> **Data records**:
╭──

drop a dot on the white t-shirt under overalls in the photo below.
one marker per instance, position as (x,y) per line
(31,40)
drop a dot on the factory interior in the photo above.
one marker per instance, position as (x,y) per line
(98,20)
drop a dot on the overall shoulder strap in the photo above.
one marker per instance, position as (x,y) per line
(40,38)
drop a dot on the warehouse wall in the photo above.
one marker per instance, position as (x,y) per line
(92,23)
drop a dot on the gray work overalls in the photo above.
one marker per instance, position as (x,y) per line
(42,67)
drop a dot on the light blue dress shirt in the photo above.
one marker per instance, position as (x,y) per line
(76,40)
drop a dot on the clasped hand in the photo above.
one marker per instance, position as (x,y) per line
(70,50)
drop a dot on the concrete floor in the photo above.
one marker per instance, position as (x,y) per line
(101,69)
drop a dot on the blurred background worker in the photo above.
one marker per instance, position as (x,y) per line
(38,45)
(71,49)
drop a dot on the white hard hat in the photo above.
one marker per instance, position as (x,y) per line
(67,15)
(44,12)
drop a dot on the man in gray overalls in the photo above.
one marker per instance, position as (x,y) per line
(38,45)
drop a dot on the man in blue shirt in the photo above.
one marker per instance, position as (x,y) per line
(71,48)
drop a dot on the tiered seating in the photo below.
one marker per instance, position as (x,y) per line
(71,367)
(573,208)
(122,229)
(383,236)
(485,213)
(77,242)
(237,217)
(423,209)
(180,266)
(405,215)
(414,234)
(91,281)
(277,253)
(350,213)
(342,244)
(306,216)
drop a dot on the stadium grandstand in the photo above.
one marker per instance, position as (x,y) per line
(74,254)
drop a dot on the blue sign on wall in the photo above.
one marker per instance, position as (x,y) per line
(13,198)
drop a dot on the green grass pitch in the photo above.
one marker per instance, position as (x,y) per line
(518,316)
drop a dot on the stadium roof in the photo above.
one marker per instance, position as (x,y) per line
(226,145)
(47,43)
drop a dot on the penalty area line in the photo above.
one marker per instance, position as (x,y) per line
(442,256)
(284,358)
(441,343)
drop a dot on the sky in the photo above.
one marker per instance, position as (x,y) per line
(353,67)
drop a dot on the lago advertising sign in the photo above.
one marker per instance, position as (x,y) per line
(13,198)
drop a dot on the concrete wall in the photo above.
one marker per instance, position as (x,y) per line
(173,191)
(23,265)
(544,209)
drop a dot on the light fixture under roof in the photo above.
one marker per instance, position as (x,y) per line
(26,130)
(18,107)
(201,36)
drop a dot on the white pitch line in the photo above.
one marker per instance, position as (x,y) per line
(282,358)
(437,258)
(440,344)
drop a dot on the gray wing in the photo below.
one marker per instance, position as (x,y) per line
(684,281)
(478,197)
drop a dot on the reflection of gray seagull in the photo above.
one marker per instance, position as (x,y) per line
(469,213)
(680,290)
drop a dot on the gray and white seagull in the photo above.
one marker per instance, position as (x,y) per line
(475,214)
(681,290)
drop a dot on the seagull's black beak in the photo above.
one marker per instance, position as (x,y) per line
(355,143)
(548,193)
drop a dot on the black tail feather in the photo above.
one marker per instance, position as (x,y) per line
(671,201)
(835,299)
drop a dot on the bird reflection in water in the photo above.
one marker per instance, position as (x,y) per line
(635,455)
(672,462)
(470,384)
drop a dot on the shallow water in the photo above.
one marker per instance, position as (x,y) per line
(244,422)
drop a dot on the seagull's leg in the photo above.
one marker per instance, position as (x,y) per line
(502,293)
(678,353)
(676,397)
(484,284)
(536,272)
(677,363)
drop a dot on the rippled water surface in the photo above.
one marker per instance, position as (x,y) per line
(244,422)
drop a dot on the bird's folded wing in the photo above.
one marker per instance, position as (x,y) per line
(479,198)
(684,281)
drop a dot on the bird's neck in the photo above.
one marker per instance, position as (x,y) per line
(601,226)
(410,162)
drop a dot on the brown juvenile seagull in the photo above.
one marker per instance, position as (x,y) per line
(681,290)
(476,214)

╰──

> **Your instructions**: Quote the entire listing above verbatim, from its first line through its last.

> **Answer to this exercise**:
drop a dot on the white t-shirt under overalls in the photo below.
one marker per instance, position as (x,y) per line
(31,40)
drop a dot on the factory interior in the photo above.
one marker per instance, position as (x,y) per line
(98,20)
drop a dot on the overall shoulder strap in the photo above.
one marker per instance, position as (x,y) per line
(40,38)
drop a dot on the warehouse wall in the photo above.
one marker per instance, position as (x,y) per line
(92,23)
drop a dot on the gray work overalls in the photo above.
one marker per instance, position as (x,y) per line
(42,67)
drop a dot on the light blue dress shirt in the photo above.
one marker per instance, position as (x,y) per line
(76,40)
drop a dot on the clasped hand in the photo above.
one marker per instance, position as (x,y) per line
(70,50)
drop a dot on the concrete floor in the photo above.
one marker per instance, position as (x,y) per line
(101,69)
drop a dot on the blurred background worker in the photo above.
one marker per instance, position as (x,y) per line
(38,45)
(71,49)
drop a dot on the white hard hat in the photo above.
one marker per instance, position as (x,y) per line
(67,15)
(44,12)
drop a dot on the man in gray overalls in the photo above.
one marker per instance, position as (x,y) per line
(38,45)
drop a dot on the man in blue shirt in the photo above.
one marker per instance, position as (x,y) per line
(71,48)
drop a dot on the tiered seating in the photo below.
one marker per instance, position as (x,y) per line
(71,367)
(573,208)
(122,229)
(383,236)
(485,213)
(77,242)
(237,217)
(423,209)
(180,266)
(405,215)
(414,234)
(91,281)
(277,253)
(350,213)
(342,244)
(306,216)
drop a dot on the stadium grandstand in the photo above.
one marker per instance, position as (x,y) per line
(74,254)
drop a dot on the blue sign on wall in the photo above.
one marker per instance, position as (x,y) per line
(13,198)
drop a dot on the green grass pitch in the photo above.
one marker per instance, position as (x,y) per line
(518,316)
drop a dot on the stadium roof in the photo above.
one marker per instance, position as (x,y) per line
(226,145)
(47,43)
drop a dot on the penalty area line in the photo above.
one marker per instance, position as (x,y) per line
(442,256)
(284,358)
(441,343)
drop a dot on the sky in the photo above.
one marker per instance, position as (x,y) per line
(353,67)
drop a dot on the lago advertising sign in the photo above.
one marker per instance, position as (x,y) per line
(13,198)
drop a dot on the concrete wall in the photo above.
one marker per instance, position as (x,y) per line
(173,191)
(23,265)
(544,209)
drop a dot on the light fixture under roof in the photo above.
one marker per instance, position as (x,y) per line
(26,130)
(18,107)
(201,36)
drop a dot on the white pitch line in the photo above.
one marker per instance, position as (x,y) per line
(282,358)
(437,258)
(440,344)
drop a dot on the gray wing in the photo below.
one marker per instance, position as (x,y) per line
(684,281)
(478,197)
drop a dot on the reflection of gray seagull in the photo above.
one marker per instance, position as (x,y) per line
(469,213)
(680,290)
drop a dot on the gray and white seagull in the photo above.
one marker per instance, position as (x,y) per line
(475,214)
(681,290)
drop a dot on the seagull's black beak in the photo above.
one marker per instance, position as (x,y) per line
(355,143)
(548,193)
drop a dot on the black tail feather in the photo above.
one marker per instance, position as (x,y) per line
(671,201)
(835,299)
drop a dot on the bird reflection in water in the photo above.
one marker per instance, position as (x,y) per line
(635,455)
(672,462)
(470,384)
drop a dot on the shallow water in the photo above.
one marker per instance, position as (x,y) per line
(244,422)
drop a dot on the seagull's leg in the photo above.
one marker per instance, position as (x,y) per line
(502,293)
(678,353)
(676,397)
(484,284)
(536,272)
(677,363)
drop a dot on the rippled water surface in the photo above.
one marker per instance, position as (x,y) per line
(244,422)
drop a dot on the bird's folded wing in the photo above.
one marker per instance, position as (x,y) per line
(479,198)
(684,281)
drop a dot on the bird's neck in the photo above.
one marker per instance, position as (x,y) per line
(601,226)
(410,162)
drop a dot on the brown juvenile seagull in the photo above.
one marker per instance, position as (x,y) per line
(681,290)
(476,214)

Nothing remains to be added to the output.